* _GIVEN EXERCISE_
Convert the records, from the line containing "it: point(288, 255)." through the line containing "point(366, 415)", into a Markdown table with the columns No. and Line, numbering each row and omitting blank lines.

[Items from a data source]
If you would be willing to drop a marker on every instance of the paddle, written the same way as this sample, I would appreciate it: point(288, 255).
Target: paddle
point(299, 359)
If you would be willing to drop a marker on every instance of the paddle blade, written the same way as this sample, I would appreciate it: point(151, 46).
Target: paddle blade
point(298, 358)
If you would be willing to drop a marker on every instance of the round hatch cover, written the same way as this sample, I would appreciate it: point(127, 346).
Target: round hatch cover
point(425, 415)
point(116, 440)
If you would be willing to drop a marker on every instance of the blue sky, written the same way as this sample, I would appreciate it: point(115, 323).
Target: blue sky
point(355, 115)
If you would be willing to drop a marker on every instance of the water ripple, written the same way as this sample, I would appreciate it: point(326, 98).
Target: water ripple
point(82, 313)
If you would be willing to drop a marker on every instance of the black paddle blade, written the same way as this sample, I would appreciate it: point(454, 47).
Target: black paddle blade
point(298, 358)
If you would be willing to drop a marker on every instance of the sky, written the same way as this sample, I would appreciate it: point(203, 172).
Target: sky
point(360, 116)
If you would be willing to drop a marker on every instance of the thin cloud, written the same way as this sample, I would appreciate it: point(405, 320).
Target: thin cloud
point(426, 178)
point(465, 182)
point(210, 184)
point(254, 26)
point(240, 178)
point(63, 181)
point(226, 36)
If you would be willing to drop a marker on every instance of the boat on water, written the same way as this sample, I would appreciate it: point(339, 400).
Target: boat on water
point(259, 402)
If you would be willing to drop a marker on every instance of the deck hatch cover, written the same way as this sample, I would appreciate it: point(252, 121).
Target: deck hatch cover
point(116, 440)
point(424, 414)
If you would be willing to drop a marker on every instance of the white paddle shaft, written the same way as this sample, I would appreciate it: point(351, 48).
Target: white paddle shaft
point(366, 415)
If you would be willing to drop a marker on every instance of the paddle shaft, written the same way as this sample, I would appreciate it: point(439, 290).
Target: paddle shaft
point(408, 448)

--

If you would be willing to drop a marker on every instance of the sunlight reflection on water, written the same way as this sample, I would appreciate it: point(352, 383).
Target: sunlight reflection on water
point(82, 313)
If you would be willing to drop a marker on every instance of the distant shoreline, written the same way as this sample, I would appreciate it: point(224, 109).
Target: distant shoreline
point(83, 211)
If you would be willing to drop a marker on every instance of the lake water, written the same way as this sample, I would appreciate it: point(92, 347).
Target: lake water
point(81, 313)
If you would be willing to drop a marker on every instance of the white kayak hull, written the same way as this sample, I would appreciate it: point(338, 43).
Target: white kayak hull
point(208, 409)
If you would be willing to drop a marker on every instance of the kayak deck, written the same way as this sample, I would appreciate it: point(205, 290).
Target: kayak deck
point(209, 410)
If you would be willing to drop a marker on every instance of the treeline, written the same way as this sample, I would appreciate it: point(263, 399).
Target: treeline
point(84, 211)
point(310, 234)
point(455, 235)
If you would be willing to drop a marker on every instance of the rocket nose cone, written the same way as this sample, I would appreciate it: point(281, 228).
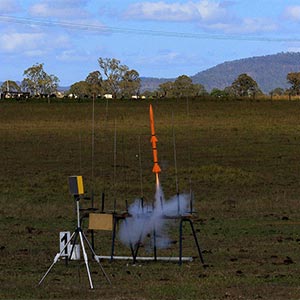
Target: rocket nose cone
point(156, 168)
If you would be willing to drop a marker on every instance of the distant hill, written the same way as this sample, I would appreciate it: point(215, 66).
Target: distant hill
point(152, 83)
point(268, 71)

...

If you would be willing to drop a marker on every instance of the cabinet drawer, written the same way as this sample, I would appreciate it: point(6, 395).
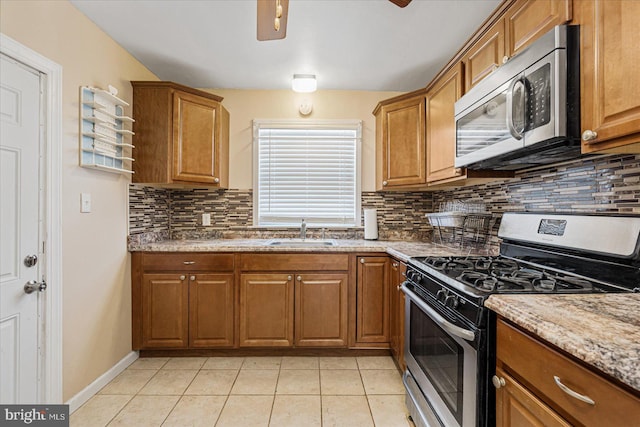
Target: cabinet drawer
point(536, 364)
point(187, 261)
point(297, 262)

* _RESULT OF THIS EXERCISE_
| No. | Line |
|---|---|
| 1 | If you would be willing to drop a marker on every instance of the paddle, written the same way as this sample, I would appreciate it: point(288, 255). |
| 2 | Target: paddle |
| 3 | point(299, 359) |
| 4 | If you would be willing to drop a marker on every instance of the paddle blade, written the same way as this sample, I would appreciate it: point(151, 46). |
| 5 | Target: paddle blade |
| 6 | point(298, 358) |
| 7 | If you would be willing to drop a marker on every instance of the round hatch cover, written the same way as this sample, I would appreciate it: point(127, 346). |
| 8 | Target: round hatch cover |
| 9 | point(425, 415) |
| 10 | point(116, 440) |
| 11 | If you would be willing to drop a marker on every instance of the blue sky, written the same way as this sample, I would appreciate it: point(115, 323). |
| 12 | Target: blue sky |
| 13 | point(355, 115) |
| 14 | If you would be willing to drop a marker on every instance of the water ripple, written the same way as this sample, I would appreciate it: point(326, 98). |
| 15 | Target: water ripple |
| 16 | point(82, 313) |
| 17 | If you would be willing to drop a marker on every instance of the black paddle blade, written the same way as this sample, I would appreciate it: point(454, 47). |
| 18 | Target: black paddle blade |
| 19 | point(298, 358) |
| 20 | If you would be willing to drop a marker on every instance of the sky, written the same way as this sample, I would appreciate it: point(203, 172). |
| 21 | Target: sky |
| 22 | point(360, 116) |
| 23 | If you would be willing to drop a marker on every instance of the thin cloud, written the same way as this sample, I would appreciate it: point(405, 320). |
| 24 | Target: thin cloud |
| 25 | point(426, 178) |
| 26 | point(465, 182) |
| 27 | point(210, 184) |
| 28 | point(254, 26) |
| 29 | point(240, 178) |
| 30 | point(63, 181) |
| 31 | point(226, 36) |
| 32 | If you would be willing to drop a marker on every instance of the boat on water, written the same way as this sample, I would appreciate it: point(339, 400). |
| 33 | Target: boat on water |
| 34 | point(259, 402) |
| 35 | If you would be willing to drop a marker on every instance of the deck hatch cover, written the same way as this sample, I would appreciate it: point(252, 121). |
| 36 | Target: deck hatch cover |
| 37 | point(116, 440) |
| 38 | point(424, 414) |
| 39 | If you would be willing to drop a marker on every instance of the white paddle shaft, written the same way as this sample, I would appreciate it: point(351, 48). |
| 40 | Target: white paddle shaft |
| 41 | point(366, 415) |